What you have to do: Omitting all pictures, copy word for word the lines from the line containing "Question. The photo above holds the green tree." through the final line of the entries.

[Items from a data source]
#####

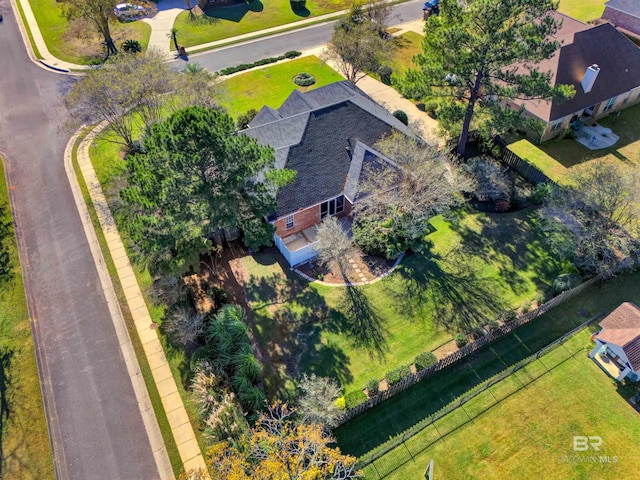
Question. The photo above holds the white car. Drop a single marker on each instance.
(128, 10)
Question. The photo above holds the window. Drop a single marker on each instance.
(609, 104)
(332, 207)
(555, 126)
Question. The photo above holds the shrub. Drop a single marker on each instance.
(385, 72)
(425, 360)
(402, 116)
(373, 387)
(245, 118)
(304, 79)
(431, 108)
(396, 375)
(461, 340)
(566, 281)
(353, 399)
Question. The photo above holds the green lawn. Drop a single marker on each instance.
(81, 45)
(249, 17)
(25, 452)
(390, 418)
(584, 10)
(530, 434)
(557, 158)
(479, 266)
(272, 85)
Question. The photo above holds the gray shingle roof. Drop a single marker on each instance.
(617, 57)
(630, 7)
(317, 135)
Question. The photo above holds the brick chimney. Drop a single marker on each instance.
(589, 78)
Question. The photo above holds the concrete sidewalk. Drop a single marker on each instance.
(181, 427)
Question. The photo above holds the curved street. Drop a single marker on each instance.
(95, 424)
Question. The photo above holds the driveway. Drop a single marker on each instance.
(96, 426)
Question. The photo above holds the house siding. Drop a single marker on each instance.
(632, 97)
(305, 218)
(620, 19)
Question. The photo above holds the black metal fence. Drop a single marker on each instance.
(405, 447)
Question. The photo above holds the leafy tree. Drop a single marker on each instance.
(317, 401)
(99, 13)
(358, 44)
(195, 177)
(334, 247)
(280, 449)
(481, 53)
(395, 209)
(597, 213)
(131, 46)
(136, 83)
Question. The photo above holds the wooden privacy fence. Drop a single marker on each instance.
(465, 351)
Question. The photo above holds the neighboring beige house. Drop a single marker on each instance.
(624, 14)
(326, 136)
(603, 66)
(617, 349)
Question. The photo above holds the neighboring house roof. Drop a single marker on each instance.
(630, 7)
(622, 327)
(324, 135)
(582, 46)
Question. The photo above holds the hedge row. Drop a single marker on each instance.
(258, 63)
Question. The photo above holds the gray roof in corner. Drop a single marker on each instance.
(318, 135)
(630, 7)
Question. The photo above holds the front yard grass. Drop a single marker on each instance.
(529, 434)
(583, 10)
(478, 265)
(252, 16)
(272, 85)
(83, 47)
(25, 451)
(557, 158)
(392, 417)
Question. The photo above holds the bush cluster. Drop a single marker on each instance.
(425, 360)
(304, 79)
(258, 63)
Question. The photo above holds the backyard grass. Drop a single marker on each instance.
(557, 158)
(25, 451)
(81, 46)
(529, 435)
(374, 427)
(226, 22)
(583, 10)
(272, 85)
(478, 266)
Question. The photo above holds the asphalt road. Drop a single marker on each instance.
(95, 424)
(305, 39)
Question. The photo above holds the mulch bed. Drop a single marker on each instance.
(369, 266)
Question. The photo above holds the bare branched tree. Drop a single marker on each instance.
(334, 246)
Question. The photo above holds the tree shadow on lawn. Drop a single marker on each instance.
(460, 300)
(234, 13)
(513, 242)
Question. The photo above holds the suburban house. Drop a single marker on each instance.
(623, 14)
(617, 349)
(326, 136)
(603, 66)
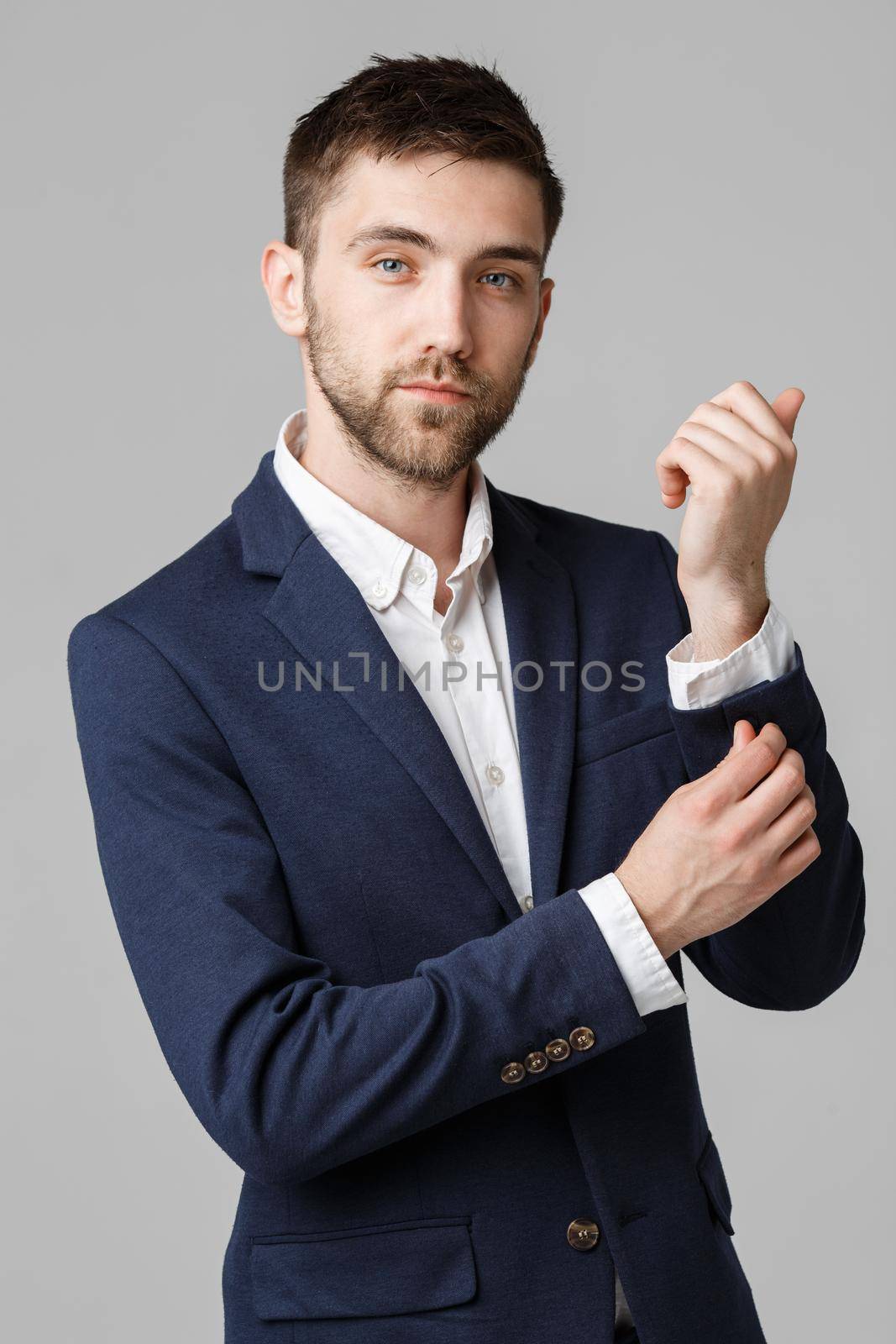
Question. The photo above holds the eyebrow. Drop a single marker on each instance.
(387, 233)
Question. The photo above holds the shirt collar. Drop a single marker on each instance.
(374, 558)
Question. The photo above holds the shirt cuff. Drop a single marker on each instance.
(647, 976)
(768, 655)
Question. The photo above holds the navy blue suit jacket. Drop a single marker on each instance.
(338, 971)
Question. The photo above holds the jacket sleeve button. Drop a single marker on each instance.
(558, 1048)
(512, 1073)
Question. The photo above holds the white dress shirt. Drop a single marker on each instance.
(476, 710)
(454, 662)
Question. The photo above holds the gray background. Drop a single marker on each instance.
(728, 215)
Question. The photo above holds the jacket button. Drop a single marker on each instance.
(558, 1048)
(537, 1061)
(584, 1234)
(512, 1073)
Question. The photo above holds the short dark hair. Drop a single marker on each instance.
(417, 102)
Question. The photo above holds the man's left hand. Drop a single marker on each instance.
(738, 456)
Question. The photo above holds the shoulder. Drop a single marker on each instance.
(177, 595)
(579, 538)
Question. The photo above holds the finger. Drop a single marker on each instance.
(731, 427)
(747, 401)
(797, 858)
(738, 774)
(741, 457)
(700, 467)
(775, 790)
(792, 822)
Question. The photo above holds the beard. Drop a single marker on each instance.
(417, 443)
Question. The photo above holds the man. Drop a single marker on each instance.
(410, 793)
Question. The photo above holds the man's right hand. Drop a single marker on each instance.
(725, 843)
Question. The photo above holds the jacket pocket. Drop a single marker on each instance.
(382, 1270)
(597, 741)
(715, 1184)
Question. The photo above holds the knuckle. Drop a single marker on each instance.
(805, 811)
(765, 750)
(752, 870)
(699, 806)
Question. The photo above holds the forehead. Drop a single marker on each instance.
(452, 199)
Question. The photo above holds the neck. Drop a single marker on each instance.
(432, 521)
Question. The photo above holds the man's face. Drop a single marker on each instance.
(385, 311)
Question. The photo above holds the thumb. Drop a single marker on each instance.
(743, 734)
(788, 407)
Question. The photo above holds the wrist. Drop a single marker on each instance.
(660, 927)
(720, 624)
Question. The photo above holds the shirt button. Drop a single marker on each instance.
(584, 1234)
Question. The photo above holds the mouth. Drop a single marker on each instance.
(434, 394)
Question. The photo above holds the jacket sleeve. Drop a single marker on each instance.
(802, 944)
(291, 1073)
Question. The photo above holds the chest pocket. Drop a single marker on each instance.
(382, 1270)
(624, 770)
(625, 730)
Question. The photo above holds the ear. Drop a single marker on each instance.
(282, 270)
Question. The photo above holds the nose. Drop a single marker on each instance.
(443, 327)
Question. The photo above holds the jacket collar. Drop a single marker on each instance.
(324, 617)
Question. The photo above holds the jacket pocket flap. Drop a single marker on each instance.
(380, 1270)
(714, 1182)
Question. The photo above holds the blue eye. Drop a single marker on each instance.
(506, 276)
(512, 282)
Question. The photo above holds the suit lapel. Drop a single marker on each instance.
(539, 611)
(318, 609)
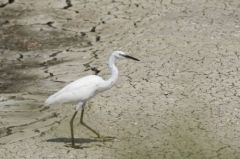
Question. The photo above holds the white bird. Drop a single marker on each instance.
(81, 90)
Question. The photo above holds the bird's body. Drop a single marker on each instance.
(81, 90)
(77, 91)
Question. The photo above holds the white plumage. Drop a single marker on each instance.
(81, 90)
(77, 91)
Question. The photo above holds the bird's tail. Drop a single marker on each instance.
(50, 100)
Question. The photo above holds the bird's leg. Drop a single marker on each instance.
(91, 129)
(71, 126)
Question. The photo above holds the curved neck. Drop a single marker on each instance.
(114, 74)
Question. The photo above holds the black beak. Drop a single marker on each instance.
(130, 57)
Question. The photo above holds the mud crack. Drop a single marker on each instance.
(69, 4)
(5, 4)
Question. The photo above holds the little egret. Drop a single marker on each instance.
(81, 90)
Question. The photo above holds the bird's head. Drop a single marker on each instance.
(123, 55)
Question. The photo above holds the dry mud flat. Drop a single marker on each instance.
(180, 101)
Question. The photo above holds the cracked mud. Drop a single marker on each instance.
(180, 101)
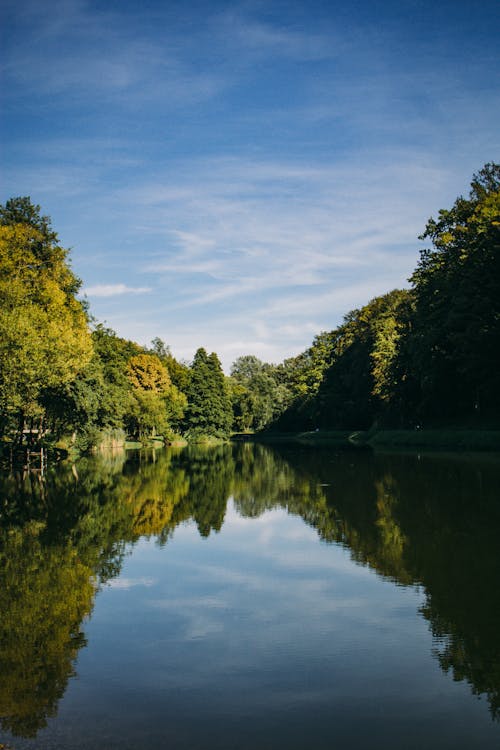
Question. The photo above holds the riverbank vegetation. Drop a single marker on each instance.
(416, 359)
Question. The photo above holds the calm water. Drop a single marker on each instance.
(251, 597)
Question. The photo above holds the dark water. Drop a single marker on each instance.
(247, 597)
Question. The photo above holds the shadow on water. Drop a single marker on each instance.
(431, 521)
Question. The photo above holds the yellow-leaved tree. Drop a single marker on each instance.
(44, 336)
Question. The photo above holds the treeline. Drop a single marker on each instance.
(429, 355)
(426, 355)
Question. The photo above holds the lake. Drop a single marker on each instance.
(248, 596)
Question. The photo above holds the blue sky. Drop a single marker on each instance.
(238, 176)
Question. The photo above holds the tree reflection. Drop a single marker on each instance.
(415, 520)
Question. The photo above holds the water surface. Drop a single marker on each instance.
(247, 596)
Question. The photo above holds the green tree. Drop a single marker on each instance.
(209, 409)
(449, 361)
(44, 336)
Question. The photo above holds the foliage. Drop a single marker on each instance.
(209, 408)
(44, 338)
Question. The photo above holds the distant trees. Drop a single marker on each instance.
(209, 408)
(258, 391)
(429, 354)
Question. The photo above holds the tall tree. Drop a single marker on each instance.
(44, 336)
(209, 410)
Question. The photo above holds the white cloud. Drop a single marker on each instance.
(113, 290)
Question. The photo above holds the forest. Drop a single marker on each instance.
(424, 356)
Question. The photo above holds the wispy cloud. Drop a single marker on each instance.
(113, 290)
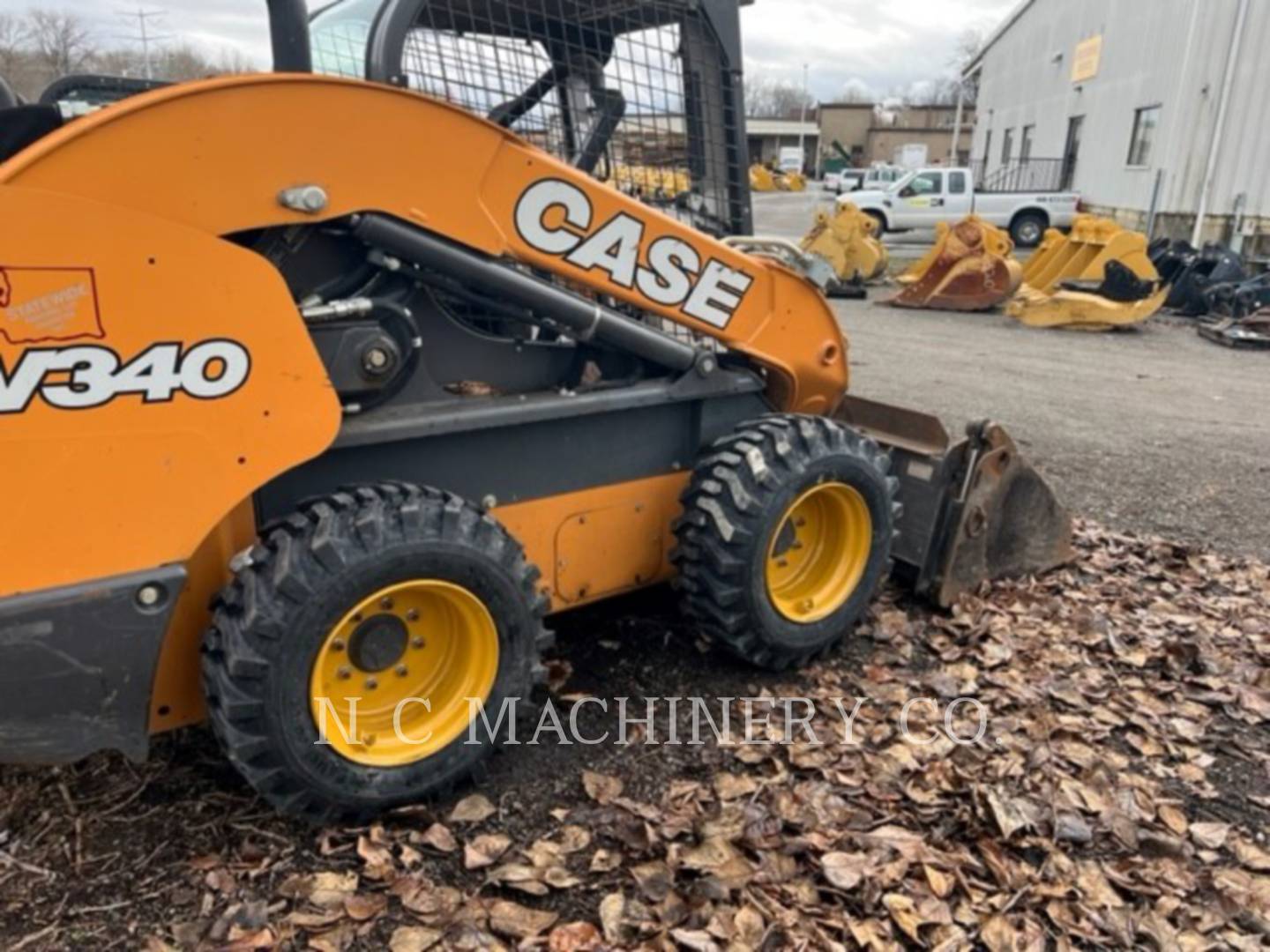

#####

Exercise solution:
Question. The photo above holds the green tree. Drop a single marker on each instance.
(209, 409)
(449, 361)
(44, 336)
Question. The photo above holds the foliage. Drop a single marker on each instance.
(209, 408)
(44, 338)
Question. The photo above holds the distant trees. Drop a single marker on each instance.
(209, 408)
(258, 391)
(429, 354)
Question. The photo above holds the tall tree. Drop a single marker on each instance.
(44, 336)
(209, 410)
Question. The photo above holds the white cloud. Drop a single marker on each instance.
(113, 290)
Question. The photo above holds the forest. Drop a single marker on each instance.
(424, 356)
Question. The photo above holds the wispy cloud. Drop a single marker on each instance.
(113, 290)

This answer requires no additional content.